• **Problem statement**: Recast each line of the data below as a numbered list, skipping any blank lines and leaving out the pictures.

::: Records for this exercise :::

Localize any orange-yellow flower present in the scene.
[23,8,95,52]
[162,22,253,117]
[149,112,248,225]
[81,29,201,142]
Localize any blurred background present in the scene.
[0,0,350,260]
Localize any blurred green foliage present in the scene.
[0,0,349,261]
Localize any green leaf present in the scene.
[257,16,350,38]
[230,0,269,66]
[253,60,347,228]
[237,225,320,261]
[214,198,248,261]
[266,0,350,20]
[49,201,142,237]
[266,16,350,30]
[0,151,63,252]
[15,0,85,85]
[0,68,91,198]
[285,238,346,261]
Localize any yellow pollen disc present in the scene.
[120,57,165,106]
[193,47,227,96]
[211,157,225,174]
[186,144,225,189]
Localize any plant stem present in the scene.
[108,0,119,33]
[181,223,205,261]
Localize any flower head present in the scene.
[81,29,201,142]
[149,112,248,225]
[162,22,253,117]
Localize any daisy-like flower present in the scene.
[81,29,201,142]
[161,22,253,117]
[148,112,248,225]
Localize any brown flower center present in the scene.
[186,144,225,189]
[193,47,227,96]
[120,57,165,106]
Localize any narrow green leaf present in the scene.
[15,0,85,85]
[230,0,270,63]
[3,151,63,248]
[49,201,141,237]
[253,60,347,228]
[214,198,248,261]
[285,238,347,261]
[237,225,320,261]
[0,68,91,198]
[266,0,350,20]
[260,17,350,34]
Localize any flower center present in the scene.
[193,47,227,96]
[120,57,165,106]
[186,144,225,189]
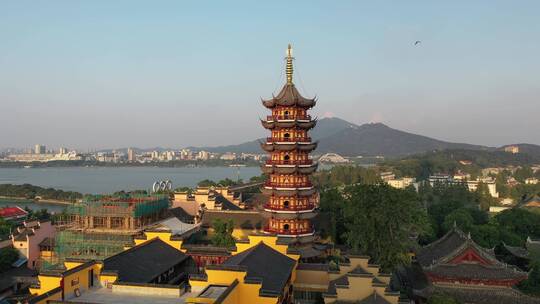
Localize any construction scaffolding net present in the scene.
[54,230,133,262]
[66,194,169,218]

:::

• **Result of the exercise**:
1. Localize any orange-yellow flower present in the scene.
2. [23,8,95,52]
3. [162,22,253,117]
4. [149,112,248,225]
5. [81,29,201,142]
6. Localize any blurred background present in the scene.
7. [0,0,350,260]
8. Localize any blurred green foliage present in the scene.
9. [0,0,349,261]
10. Localize any green leaf present in the scene.
11. [257,16,350,38]
12. [230,0,269,66]
13. [253,60,347,228]
14. [237,225,320,261]
15. [214,198,248,261]
16. [266,0,350,20]
17. [49,201,142,237]
18. [266,16,350,30]
19. [0,151,63,252]
20. [15,0,85,85]
21. [0,68,91,198]
22. [285,238,346,261]
23. Localize any yellow pollen disc present in the scene.
24. [120,57,165,106]
25. [193,47,227,96]
26. [211,157,225,174]
27. [186,144,225,189]
28. Localize any plant stem present in the scene.
29. [108,0,119,33]
30. [181,223,205,261]
31. Localize any flower head present in the scene.
32. [81,29,201,142]
33. [149,112,248,225]
34. [162,22,253,117]
35. Localize any daisy-like flower present in the scene.
36. [81,29,201,142]
37. [161,22,253,117]
38. [148,112,248,225]
39. Localize any brown flower center present in the scene.
40. [186,144,225,189]
41. [193,47,227,96]
42. [120,57,165,106]
43. Localize any narrow green leaf present in the scene.
44. [15,0,85,85]
45. [230,0,270,63]
46. [3,151,63,248]
47. [49,201,141,237]
48. [253,60,347,228]
49. [214,198,248,261]
50. [285,238,347,261]
51. [237,225,320,261]
52. [0,68,91,198]
53. [266,0,350,20]
54. [260,17,350,34]
55. Localize any flower center present in the scene.
56. [193,47,227,96]
57. [120,57,165,106]
58. [186,144,225,189]
59. Localize any construction scaffolding net present in the scene.
60. [54,230,133,262]
61. [66,194,169,218]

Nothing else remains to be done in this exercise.